__TASK INSTRUCTIONS__
From the records below, transcribe exactly the lines that begin at the line with "Target: snow-capped mountain" and end at the line with "Target: mountain peak", both included.

__DATA EXTRACT__

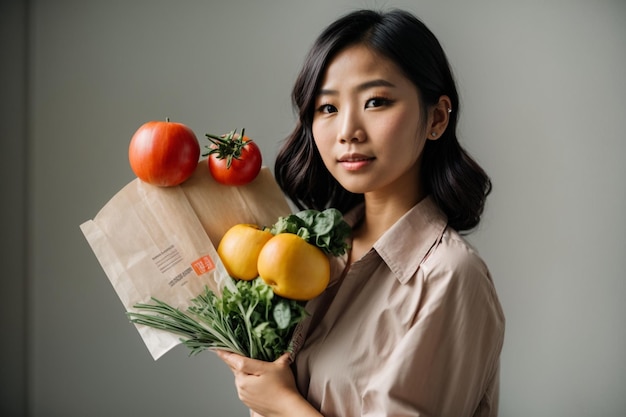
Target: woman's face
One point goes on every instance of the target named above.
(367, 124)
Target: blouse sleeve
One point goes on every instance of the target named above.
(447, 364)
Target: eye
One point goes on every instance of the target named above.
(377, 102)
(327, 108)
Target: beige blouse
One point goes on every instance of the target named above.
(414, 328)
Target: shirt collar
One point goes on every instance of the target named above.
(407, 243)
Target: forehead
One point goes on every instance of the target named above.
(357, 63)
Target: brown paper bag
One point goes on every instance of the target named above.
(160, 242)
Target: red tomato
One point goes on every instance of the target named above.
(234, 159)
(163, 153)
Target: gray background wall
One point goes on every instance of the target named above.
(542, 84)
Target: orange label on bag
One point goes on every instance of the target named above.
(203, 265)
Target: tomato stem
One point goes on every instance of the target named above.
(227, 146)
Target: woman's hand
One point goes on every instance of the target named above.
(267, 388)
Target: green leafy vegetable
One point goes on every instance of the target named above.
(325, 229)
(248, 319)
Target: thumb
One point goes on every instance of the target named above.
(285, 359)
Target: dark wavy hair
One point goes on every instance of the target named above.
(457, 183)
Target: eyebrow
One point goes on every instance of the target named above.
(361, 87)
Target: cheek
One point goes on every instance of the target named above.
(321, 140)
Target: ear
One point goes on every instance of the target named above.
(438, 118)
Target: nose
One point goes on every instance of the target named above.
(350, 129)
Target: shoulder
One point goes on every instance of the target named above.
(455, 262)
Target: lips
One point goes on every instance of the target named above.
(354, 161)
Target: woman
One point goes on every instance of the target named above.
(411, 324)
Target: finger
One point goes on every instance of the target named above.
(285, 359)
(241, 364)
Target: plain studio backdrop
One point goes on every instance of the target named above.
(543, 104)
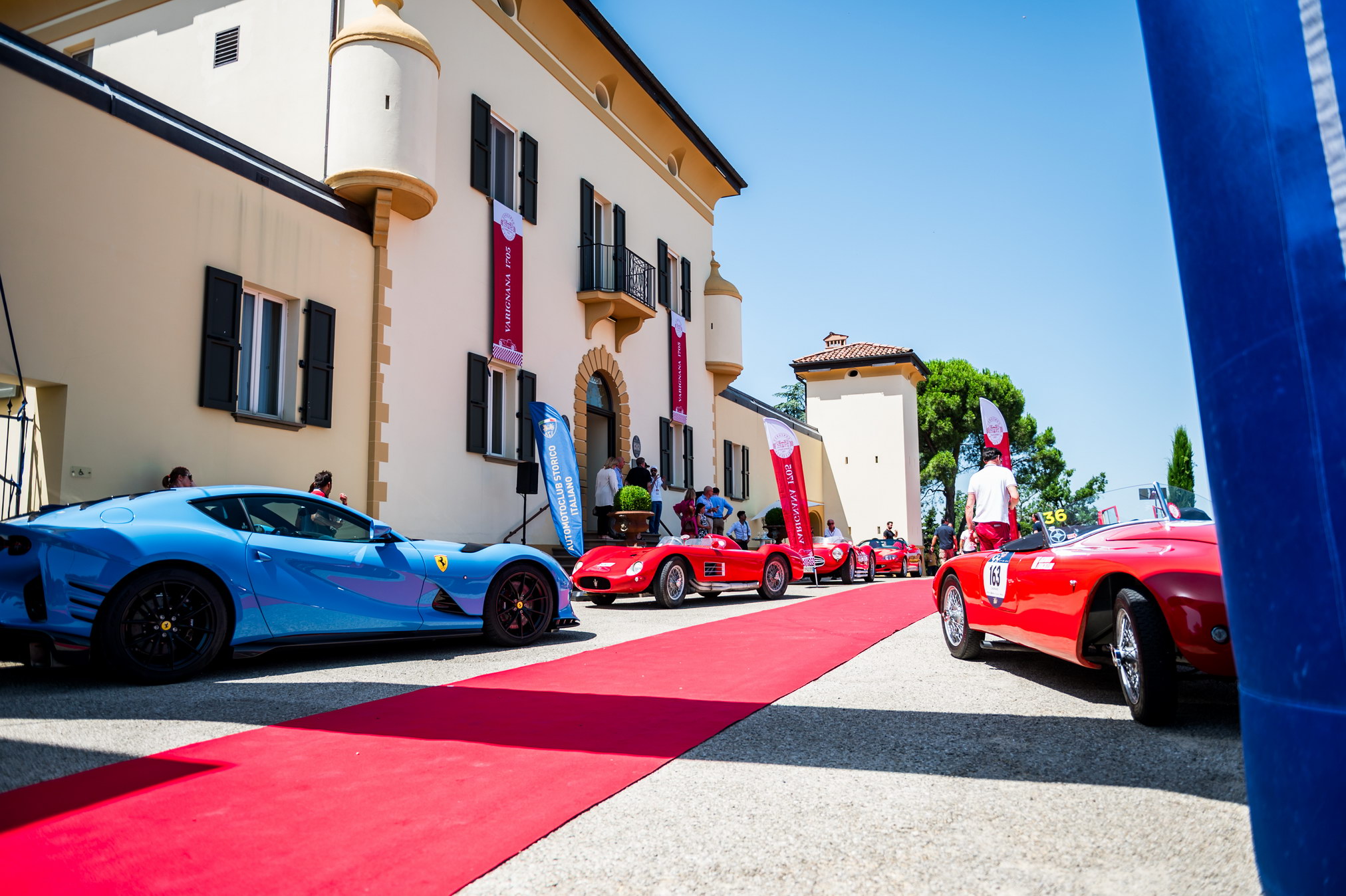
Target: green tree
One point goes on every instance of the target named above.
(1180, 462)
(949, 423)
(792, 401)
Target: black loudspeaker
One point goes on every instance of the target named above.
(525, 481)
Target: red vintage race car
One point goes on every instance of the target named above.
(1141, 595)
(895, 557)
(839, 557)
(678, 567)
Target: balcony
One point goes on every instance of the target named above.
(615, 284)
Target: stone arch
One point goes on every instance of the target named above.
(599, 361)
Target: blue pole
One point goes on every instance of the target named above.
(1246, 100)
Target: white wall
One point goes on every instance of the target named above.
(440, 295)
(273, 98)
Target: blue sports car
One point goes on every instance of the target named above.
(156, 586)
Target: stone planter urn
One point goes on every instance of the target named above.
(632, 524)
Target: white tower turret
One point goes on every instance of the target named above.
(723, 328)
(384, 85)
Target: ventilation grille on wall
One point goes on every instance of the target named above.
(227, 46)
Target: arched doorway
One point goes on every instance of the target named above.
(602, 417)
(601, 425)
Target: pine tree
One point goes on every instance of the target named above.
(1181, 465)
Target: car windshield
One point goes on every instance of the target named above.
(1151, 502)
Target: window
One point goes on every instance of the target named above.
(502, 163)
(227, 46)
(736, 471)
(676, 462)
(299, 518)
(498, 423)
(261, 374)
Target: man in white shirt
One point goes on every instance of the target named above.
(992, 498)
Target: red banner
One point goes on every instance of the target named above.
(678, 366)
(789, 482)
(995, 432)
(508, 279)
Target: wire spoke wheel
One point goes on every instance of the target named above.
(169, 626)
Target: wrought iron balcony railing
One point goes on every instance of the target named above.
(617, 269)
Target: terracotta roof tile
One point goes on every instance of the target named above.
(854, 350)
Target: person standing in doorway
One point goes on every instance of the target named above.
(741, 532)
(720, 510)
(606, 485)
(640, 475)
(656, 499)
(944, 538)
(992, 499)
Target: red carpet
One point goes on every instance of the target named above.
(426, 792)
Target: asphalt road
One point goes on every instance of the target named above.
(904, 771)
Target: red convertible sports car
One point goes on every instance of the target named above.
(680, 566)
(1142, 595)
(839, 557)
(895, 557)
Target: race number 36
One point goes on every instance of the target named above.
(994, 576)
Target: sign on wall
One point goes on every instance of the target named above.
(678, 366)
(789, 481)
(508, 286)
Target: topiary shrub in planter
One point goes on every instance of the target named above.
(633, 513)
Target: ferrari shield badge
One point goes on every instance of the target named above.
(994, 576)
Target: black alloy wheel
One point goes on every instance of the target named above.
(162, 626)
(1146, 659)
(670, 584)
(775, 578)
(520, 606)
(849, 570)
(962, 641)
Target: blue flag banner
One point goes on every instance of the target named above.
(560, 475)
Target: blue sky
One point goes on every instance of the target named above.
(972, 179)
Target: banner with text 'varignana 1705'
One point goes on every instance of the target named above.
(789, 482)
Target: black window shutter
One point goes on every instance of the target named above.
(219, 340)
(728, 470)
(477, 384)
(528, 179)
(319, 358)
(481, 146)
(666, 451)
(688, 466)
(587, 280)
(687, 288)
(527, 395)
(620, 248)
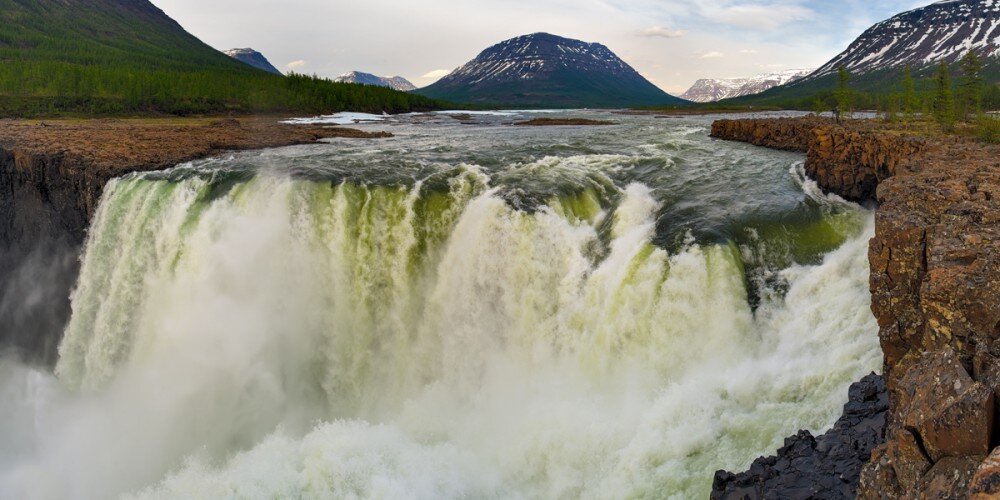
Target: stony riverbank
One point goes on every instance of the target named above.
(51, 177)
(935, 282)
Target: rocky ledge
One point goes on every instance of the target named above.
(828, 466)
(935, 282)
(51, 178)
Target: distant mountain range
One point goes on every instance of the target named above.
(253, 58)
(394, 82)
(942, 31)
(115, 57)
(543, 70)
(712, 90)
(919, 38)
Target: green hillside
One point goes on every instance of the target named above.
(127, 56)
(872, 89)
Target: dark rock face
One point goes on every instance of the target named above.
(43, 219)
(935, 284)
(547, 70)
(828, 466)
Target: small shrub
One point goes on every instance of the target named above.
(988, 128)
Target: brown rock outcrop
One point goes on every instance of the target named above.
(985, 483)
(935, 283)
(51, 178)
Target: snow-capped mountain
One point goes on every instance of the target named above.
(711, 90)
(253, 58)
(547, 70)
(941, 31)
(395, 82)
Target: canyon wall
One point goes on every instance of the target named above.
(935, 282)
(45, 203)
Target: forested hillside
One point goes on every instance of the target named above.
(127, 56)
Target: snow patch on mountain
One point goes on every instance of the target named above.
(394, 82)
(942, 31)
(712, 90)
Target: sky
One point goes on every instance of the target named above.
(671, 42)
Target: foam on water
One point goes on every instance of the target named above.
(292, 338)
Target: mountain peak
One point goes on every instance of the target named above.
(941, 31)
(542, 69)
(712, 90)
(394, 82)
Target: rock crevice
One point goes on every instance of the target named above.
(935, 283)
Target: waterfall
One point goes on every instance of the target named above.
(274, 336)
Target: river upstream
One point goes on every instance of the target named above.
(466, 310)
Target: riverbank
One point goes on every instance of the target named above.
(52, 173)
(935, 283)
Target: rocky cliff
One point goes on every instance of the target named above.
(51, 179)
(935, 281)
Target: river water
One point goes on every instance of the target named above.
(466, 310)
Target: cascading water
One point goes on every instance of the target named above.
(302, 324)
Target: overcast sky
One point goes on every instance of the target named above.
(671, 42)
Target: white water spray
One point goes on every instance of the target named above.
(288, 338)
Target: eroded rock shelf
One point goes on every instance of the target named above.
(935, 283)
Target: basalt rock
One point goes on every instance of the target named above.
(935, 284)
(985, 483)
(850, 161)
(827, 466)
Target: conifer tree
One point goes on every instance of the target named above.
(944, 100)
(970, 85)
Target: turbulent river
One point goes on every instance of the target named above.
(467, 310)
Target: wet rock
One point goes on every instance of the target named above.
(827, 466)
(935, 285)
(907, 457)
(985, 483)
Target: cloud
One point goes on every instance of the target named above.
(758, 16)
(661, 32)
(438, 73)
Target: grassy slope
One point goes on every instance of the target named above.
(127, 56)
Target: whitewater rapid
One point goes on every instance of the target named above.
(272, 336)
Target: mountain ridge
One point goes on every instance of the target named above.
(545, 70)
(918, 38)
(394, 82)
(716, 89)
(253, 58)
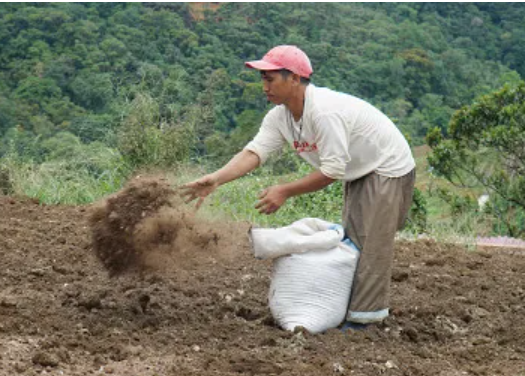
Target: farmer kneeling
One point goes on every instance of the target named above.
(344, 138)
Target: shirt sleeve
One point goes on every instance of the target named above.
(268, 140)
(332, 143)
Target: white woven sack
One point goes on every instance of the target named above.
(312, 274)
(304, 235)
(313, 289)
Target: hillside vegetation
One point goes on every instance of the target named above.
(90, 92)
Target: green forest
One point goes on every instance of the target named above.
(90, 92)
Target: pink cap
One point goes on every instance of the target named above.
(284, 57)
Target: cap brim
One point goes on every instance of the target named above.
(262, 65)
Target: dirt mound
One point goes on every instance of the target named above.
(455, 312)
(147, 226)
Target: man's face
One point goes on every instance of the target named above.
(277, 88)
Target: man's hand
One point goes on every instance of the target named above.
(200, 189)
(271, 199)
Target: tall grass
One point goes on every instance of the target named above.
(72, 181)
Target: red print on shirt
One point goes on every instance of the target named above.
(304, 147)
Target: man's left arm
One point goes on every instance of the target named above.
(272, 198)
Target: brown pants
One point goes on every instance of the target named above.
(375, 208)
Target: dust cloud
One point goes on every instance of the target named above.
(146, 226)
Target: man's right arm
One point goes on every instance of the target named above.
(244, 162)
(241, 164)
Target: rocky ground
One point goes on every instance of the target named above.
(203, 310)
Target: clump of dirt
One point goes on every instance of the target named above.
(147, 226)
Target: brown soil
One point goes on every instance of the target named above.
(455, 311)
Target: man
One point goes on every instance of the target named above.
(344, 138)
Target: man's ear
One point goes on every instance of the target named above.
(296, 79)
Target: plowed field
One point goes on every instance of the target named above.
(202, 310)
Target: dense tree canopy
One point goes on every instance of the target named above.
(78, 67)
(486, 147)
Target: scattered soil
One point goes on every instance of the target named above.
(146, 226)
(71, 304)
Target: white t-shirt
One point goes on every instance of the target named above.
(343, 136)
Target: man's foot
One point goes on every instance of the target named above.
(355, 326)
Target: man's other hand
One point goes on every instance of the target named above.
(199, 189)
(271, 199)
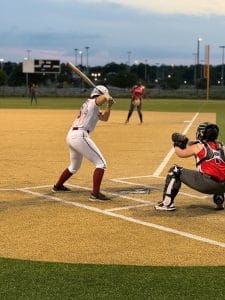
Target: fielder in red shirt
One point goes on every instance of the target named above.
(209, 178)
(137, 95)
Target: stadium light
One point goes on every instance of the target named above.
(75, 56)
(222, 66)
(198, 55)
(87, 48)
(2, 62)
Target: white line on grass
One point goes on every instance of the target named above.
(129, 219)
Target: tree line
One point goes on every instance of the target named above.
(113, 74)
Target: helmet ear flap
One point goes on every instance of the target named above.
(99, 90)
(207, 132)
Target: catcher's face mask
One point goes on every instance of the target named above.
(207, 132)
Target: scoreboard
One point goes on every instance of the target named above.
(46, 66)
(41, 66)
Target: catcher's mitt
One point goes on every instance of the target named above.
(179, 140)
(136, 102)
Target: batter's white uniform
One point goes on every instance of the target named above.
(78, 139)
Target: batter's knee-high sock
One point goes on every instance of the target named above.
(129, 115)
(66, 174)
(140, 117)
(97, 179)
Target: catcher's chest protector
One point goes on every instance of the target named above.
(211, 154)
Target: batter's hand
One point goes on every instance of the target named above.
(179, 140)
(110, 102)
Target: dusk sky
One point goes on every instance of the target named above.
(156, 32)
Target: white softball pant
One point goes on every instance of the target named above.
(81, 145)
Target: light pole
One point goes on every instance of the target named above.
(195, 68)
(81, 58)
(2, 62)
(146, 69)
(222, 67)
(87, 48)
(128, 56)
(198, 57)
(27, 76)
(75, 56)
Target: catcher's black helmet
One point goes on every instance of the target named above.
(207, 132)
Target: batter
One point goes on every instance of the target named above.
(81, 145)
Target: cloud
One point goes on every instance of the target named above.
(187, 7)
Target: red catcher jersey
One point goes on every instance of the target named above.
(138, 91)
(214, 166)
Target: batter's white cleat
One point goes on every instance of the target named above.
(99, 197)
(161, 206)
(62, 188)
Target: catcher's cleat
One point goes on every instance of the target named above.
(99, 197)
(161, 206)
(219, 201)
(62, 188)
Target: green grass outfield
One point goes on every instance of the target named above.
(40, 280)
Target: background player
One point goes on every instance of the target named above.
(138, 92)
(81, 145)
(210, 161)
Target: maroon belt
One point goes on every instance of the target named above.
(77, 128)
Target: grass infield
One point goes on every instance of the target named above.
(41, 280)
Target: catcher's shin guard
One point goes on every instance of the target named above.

__COMPLETED EXERCISE__
Target: snow-capped mountain
One point goes on every instance of the target named above.
(711, 90)
(253, 58)
(547, 70)
(941, 31)
(395, 82)
Target: canyon wall
One point goes on every instance of the target named above.
(935, 282)
(45, 203)
Target: forested hillside
One point goes on every instance of the target named above.
(127, 56)
Target: snow patch on mountain
One point goes on every instance of the target named above.
(394, 82)
(942, 31)
(712, 90)
Target: sky
One point goes on every instance of the target named above.
(671, 42)
Target: foam on water
One point goes on every instance of the target named above.
(292, 338)
Target: mountain peak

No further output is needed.